**Extract provided**
Motor vehicle companies permit organizations that buy vehicles in bulk, such as rental car companies or large corporations, to have safety features removed from their purchased fleet of vehicles to save a few pennies – even though the model vehicles may have been marketed to the general public with those safety features as standard. For instance, General Motors allowed Enterprise Rent-A-Car to remove the standard side curtain airbags from at least the 2006 – 2008 Impalas and the 2008 – 2009 Cobalts.
Vehicles purchased as rental or fleet vehicles are eventually resold as previously-owned vehicles by the fleet owners or by used car sellers across the country. In the case of the Enterprise Impalas, innocent purchasers who conducted research prior to purchasing a used Impala and discovered that the 2006-2008 Impalas had “standard” side curtains, would mistakenly believe their vehicles contained these standard airbags. Many car buyers, especially those with small children, might even consider the presence of the side impact airbags as a central factor in choosing a 2006-2008 Impala.
The removal of these side curtain airbags causes a number of negative repercussions, including the following:
- The most obvious and serious consequence is a reduction in safety. The second most common types of crashes, side impacts often result in serious, even fatal, head injuries. In the early 2000s, manufacturers began equipping many vehicles with side or side curtain airbags for head protection. Obviously, these airbags improve occupant protection, and safety advocates list side airbags or curtains as mandatory safety features.

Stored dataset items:
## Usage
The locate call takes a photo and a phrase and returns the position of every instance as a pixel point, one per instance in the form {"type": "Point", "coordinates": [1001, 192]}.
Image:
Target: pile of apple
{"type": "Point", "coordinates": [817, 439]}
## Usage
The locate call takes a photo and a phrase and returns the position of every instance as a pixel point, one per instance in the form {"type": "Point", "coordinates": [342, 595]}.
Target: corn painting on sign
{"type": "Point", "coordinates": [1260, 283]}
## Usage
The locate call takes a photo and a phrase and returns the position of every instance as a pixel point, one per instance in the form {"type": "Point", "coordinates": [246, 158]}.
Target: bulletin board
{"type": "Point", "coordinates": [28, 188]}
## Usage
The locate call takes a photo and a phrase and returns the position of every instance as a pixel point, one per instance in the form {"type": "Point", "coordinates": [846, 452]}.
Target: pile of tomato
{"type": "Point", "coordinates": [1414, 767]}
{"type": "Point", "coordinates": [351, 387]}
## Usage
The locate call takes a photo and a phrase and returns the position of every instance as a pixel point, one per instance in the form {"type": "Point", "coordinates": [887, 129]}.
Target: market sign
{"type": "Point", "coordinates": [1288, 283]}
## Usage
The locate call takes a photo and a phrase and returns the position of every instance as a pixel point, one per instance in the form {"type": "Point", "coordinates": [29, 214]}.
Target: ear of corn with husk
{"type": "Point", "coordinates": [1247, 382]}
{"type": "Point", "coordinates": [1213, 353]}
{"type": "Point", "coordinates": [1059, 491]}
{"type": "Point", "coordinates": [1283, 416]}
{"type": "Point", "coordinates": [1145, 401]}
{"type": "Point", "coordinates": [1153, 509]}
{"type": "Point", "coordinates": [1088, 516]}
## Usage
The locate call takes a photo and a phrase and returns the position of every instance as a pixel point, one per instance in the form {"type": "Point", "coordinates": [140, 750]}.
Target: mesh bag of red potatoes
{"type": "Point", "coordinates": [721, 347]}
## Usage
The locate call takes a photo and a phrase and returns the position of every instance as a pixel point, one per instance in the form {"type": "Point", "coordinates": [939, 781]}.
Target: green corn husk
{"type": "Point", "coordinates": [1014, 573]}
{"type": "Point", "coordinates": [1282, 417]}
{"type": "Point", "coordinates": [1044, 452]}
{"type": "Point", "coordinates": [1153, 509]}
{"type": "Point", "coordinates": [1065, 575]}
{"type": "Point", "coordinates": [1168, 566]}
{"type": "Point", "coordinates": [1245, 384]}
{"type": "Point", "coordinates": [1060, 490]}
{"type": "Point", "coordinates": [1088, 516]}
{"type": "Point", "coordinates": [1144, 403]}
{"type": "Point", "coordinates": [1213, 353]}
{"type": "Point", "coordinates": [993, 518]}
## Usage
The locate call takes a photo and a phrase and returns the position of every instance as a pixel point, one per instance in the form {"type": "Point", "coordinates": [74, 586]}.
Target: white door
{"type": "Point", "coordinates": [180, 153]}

**Task requirements**
a - Condense the paragraph beginning "Vehicles purchased as rental or fleet vehicles" in the extract on fleet vehicle airbags into a short bulleted list that retains its main facts.
b - Using the extract on fleet vehicle airbags, indicate whether each statement agrees with it, answering yes or no and quoting the deciding words: (i) General Motors allowed Enterprise Rent-A-Car to remove the side curtain airbags from 2008–2009 Cobalts. (ii) Side impacts are the most common type of crash. (iii) Manufacturers began equipping many vehicles with side or side curtain airbags in the late 1990s.

**Task answers**
a -
- Rental and fleet vehicles are eventually resold as used vehicles by fleet owners or by used car sellers across the country.
- Buyers of used Enterprise Impalas who learned through research that the 2006–2008 Impalas had "standard" side curtains would mistakenly believe their vehicles contained these airbags.
- Many car buyers, especially those with small children, might consider side impact airbags a central factor in choosing a 2006–2008 Impala.

b -
(i) Yes: "General Motors allowed Enterprise Rent-A-Car to remove the standard side curtain airbags from at least the 2006 – 2008 Impalas and the 2008 – 2009 Cobalts."
(ii) No: "The second most common types of crashes, side impacts often result in serious, even fatal, head injuries."
(iii) No: "In the early 2000s, manufacturers began equipping many vehicles with side or side curtain airbags for head protection."